─── EXERCISE INPUT ───

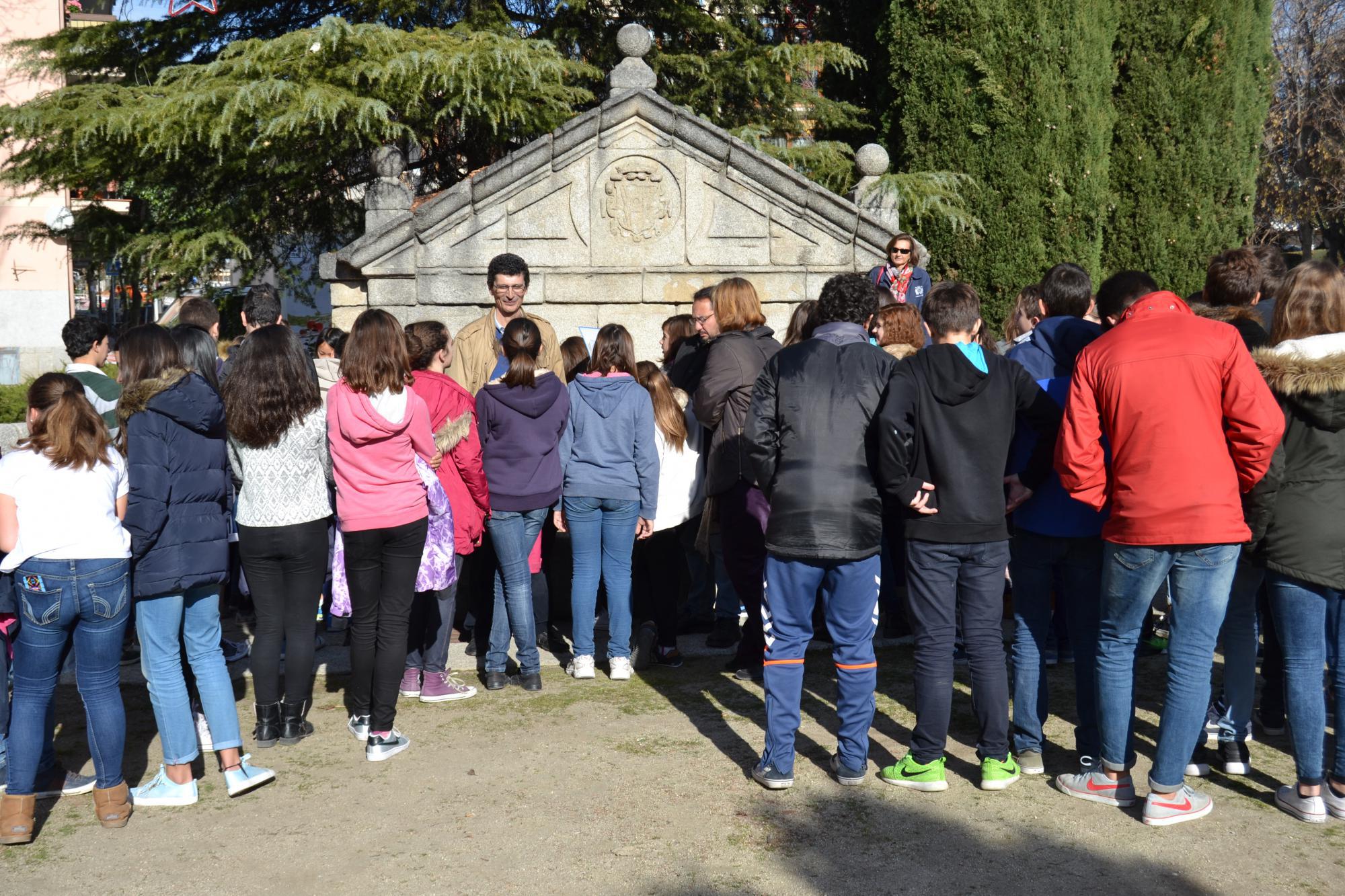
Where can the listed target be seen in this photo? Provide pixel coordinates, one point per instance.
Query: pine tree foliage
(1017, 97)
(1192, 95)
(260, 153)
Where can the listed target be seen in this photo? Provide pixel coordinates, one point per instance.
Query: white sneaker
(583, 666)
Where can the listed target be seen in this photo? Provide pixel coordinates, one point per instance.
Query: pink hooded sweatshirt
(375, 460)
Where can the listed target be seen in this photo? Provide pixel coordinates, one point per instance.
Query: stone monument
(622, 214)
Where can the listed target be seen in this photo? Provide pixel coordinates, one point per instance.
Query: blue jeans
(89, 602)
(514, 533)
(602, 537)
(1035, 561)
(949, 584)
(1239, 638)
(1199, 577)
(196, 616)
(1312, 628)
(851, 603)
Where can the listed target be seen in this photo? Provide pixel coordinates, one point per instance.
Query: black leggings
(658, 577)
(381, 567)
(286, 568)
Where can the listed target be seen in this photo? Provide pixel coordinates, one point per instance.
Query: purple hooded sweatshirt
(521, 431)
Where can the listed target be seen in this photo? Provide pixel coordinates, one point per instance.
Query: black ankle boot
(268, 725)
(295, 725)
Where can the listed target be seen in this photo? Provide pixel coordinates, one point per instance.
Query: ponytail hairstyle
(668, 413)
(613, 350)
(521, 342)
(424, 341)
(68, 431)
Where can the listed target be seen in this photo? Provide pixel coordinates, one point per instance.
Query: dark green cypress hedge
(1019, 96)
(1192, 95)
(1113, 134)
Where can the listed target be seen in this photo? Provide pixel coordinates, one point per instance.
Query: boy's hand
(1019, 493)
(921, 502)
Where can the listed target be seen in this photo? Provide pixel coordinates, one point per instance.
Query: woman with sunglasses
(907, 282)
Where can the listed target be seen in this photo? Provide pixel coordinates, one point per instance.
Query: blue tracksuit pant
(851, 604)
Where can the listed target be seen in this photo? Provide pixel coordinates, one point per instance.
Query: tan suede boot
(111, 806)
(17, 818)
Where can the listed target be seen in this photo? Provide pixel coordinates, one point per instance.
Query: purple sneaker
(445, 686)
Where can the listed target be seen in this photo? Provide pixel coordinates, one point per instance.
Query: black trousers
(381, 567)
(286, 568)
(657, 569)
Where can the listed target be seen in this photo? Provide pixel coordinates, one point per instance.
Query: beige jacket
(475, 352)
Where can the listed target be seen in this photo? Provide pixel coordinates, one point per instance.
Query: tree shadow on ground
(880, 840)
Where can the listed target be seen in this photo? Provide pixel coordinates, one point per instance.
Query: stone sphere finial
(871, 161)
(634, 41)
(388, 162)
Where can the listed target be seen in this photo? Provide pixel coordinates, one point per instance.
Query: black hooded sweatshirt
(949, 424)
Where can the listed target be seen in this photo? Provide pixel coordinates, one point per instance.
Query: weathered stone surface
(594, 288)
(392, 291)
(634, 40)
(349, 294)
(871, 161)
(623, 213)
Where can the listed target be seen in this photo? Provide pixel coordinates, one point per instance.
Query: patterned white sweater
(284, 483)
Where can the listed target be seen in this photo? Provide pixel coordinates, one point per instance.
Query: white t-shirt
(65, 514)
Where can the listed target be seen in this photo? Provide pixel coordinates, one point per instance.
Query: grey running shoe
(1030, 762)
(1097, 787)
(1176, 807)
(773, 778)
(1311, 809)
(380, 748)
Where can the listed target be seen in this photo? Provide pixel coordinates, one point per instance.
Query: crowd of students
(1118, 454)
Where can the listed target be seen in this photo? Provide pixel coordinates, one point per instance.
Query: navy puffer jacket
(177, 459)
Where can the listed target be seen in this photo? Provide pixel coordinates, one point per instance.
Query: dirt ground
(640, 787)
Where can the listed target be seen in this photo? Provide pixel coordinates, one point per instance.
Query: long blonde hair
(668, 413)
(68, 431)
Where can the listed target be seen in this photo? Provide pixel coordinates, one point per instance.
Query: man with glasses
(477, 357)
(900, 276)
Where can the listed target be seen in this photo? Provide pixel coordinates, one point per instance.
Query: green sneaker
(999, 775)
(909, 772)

───

## PROMPT
Each entry must be reproduced word for word, and any image among them left out.

## THE ANSWER
Where can the listed target be seen in this photo? Provide pixel coordinates, one point per instance.
Query: pine tree foliage
(1017, 97)
(1192, 95)
(260, 153)
Where can the listed target be seen in this photo? Provide pixel coordinates, one point per instance.
Query: white sneaker
(583, 666)
Where can the listed target be seen in this photo? Provide pixel coordinates, one point per instance.
Query: pink hooded sweatshirt
(375, 460)
Where can the listed target be seen in this photo? Provide pixel coordinates, one point per instance.
Query: stone monument
(622, 214)
Where can the listed target be seen in this photo? Provide pixel coordinates, one point per instance.
Query: blue jeans
(89, 602)
(514, 533)
(602, 537)
(1035, 561)
(949, 584)
(1239, 638)
(1199, 577)
(196, 616)
(1312, 628)
(851, 603)
Where can the listed target be seen in this photo? Provide pixel coordinates, one point per instance.
Query: black leggings
(658, 577)
(381, 567)
(286, 568)
Where can the listed target be seen in this photo? Provide pixel coordinates, one point per instance.
Query: purple hooded sweatshirt
(521, 431)
Where can the listed target be seen in this photo? Provide pixel coordinates, one point per instance.
Query: black ankle boot
(268, 725)
(295, 725)
Where can the listed target be seen in this photo? Provide pixel coordinates, one point per instance.
Query: ponytail hairstyle
(668, 413)
(613, 350)
(521, 342)
(424, 341)
(68, 431)
Where can the listed target be seen in this photo? Provide pixel coordinates, one point per instance.
Query: dark green cypress hedge
(1019, 96)
(1192, 95)
(1113, 134)
Where can the listed target be seen in this photo? Provide pixel coordinates, one point per instance.
Query: boy's hand
(1019, 493)
(921, 502)
Where can the listed target be seen in this photo? Provide pixel coordinates, one point per instance.
Query: woman with sunglasses
(907, 282)
Where can the listed target be seen in this photo? Provide pixel coordinates, one point per instance.
Query: blue tracksuit pant
(851, 604)
Where can the listed target be seen in this photo? Provide pixel coordinates, one point per instance.
Query: tan suede boot
(111, 806)
(17, 818)
Where can the listed target be seen in this photo? Provide pixel coordinates, one point per instance.
Query: purple sneaker
(445, 686)
Where can the listed target be seen in this photo? Provide pixel coordinates, one point per instance.
Query: black trousers
(381, 567)
(286, 568)
(657, 569)
Where can the listed target be seen in this photo? Provide pixel coordinates, one point per instance.
Query: beige jacket
(475, 352)
Where can the listed target be seen in this photo? Provide pixel coordinates, one point per instance.
Query: tree shadow on ground
(880, 840)
Where can the listed target be seen in this photo? Provide pixel coordinates, one point per instance.
Query: stone sphere finial
(871, 161)
(634, 41)
(388, 162)
Where can the listed target be seen in this photo? Provide pixel coordinates, one point per instance.
Query: black hooded sweatshirt
(949, 424)
Where can the listed target be seen in this photo? Provide pixel coordinates, one point per instance.
Query: weathered stone surface
(594, 288)
(392, 291)
(634, 40)
(349, 294)
(871, 161)
(623, 213)
Where can the listed target be seen in this photo? Provide pixel coordinates, one point per instance.
Query: patterned white sweater
(284, 483)
Where can the listed target be seen in this photo? Provide pixel coordinates, one point per instance.
Query: white t-shirt
(65, 514)
Where can the listed target be seen in this photo? Provide pixel coordinates, one point per instance.
Query: grey running shoe
(1030, 762)
(1097, 787)
(1176, 807)
(773, 778)
(1311, 809)
(380, 748)
Where can the listed target be seen in this photo? Provide pixel coordinates, one point per instance.
Query: crowd of students
(1118, 454)
Where can the listed target be seen in this photo? Provide pixel coordinates, one point per instance.
Query: navy puffer jacket
(177, 459)
Where can the listed target be seen in this photo? Provide pixel coordinates, one point per instance.
Query: dirt ground
(640, 787)
Where can the listed target be seen in this photo? Provide pixel coordinates, one point per instance.
Query: long blonde hair
(668, 413)
(68, 431)
Where can the listed target be seen in this photo? Provide pixel coordinates, one point per instance.
Query: man with glasses
(477, 357)
(900, 276)
Where can the listed target be seen in this photo? Provide pixel coordinates, one point per instance.
Query: green sneaker
(999, 775)
(909, 772)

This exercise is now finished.